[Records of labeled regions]
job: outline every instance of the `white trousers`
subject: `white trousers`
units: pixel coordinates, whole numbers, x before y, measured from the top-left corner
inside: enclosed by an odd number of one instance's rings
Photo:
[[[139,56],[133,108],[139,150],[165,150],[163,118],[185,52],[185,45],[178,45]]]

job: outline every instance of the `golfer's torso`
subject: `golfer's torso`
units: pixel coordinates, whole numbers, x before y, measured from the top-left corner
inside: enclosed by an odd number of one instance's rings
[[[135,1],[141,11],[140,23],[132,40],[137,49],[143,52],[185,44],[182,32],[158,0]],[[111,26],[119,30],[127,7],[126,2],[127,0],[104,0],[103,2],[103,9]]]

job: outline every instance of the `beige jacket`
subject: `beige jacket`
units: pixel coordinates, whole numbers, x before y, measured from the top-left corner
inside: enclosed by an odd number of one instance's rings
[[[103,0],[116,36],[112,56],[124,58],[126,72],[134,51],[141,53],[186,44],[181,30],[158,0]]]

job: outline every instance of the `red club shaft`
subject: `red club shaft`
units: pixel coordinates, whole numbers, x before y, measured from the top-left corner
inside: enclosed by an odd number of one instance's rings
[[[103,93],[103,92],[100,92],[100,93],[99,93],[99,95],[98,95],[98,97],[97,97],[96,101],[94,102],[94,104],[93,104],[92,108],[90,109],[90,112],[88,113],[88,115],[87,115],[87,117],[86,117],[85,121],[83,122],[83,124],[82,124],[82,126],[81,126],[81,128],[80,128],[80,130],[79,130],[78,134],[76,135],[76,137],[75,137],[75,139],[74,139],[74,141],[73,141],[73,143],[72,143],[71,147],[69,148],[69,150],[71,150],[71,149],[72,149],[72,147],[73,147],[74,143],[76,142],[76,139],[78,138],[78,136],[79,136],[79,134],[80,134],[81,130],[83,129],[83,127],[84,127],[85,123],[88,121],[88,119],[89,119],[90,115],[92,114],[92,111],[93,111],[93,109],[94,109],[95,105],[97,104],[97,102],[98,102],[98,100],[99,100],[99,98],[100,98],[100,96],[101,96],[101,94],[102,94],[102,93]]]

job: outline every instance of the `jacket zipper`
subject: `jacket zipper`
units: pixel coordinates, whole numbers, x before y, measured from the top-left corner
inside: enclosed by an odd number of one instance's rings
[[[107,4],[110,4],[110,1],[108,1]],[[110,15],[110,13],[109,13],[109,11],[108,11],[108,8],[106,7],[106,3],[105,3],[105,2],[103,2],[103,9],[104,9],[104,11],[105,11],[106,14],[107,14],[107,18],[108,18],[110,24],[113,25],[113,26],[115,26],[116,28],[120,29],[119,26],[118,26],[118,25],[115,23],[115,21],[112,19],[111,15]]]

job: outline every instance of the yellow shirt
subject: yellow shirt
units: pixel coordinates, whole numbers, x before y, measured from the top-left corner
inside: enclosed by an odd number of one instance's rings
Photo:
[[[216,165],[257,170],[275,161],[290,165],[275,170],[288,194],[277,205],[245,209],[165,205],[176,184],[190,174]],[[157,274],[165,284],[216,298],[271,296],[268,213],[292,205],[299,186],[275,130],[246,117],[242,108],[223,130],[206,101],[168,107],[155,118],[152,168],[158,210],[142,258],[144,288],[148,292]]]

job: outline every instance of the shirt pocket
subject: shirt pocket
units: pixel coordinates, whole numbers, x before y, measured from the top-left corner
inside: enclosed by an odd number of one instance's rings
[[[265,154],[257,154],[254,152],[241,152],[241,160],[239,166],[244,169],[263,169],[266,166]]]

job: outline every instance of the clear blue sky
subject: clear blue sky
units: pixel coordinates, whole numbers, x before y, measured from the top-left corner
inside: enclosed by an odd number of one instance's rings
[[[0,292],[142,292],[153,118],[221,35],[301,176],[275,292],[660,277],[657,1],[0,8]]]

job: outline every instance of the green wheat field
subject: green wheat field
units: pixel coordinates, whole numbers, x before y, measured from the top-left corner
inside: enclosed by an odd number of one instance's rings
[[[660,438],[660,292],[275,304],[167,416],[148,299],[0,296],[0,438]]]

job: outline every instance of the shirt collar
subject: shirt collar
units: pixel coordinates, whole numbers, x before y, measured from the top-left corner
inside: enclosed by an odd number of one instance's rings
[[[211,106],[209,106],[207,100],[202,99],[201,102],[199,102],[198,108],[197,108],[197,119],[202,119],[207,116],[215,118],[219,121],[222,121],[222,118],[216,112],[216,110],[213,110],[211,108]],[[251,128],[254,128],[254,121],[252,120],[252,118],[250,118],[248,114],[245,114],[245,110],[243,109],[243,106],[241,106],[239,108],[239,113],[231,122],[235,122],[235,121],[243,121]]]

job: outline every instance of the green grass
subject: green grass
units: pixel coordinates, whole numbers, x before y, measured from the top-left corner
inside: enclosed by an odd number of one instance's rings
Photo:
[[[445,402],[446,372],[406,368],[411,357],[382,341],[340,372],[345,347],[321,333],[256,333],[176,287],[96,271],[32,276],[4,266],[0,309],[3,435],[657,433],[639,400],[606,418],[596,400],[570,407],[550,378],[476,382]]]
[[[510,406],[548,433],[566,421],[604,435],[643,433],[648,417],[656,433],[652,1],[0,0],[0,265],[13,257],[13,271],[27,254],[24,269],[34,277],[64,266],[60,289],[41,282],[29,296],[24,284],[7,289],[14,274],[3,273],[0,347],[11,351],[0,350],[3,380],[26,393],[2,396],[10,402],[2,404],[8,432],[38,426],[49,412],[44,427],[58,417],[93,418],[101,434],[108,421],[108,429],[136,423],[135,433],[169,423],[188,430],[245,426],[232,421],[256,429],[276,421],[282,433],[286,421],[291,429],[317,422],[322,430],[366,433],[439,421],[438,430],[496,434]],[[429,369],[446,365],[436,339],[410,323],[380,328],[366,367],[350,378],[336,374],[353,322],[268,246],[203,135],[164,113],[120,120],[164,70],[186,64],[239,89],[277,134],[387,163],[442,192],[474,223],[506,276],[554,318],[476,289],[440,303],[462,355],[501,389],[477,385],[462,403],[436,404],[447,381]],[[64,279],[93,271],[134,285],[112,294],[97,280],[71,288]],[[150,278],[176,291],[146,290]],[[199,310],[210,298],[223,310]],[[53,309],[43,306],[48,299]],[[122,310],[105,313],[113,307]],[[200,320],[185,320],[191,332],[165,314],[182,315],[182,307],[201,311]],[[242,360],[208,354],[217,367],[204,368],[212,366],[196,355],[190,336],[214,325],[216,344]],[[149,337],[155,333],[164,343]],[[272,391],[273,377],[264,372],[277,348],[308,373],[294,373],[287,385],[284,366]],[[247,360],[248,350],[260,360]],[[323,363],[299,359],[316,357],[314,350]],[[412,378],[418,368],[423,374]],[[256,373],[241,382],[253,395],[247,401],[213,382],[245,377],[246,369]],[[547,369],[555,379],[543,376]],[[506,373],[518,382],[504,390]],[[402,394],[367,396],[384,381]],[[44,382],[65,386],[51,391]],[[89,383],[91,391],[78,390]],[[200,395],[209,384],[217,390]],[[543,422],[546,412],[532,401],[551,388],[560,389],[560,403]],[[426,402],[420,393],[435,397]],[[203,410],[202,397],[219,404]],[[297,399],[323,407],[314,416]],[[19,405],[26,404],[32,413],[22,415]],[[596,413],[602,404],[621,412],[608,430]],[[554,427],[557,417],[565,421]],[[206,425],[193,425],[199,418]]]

*Required task*
Please identify each line in the data above that contains the string "field", and copy those lines out.

*Solved exercise*
job: outline every instance of the green wheat field
subject: green wheat field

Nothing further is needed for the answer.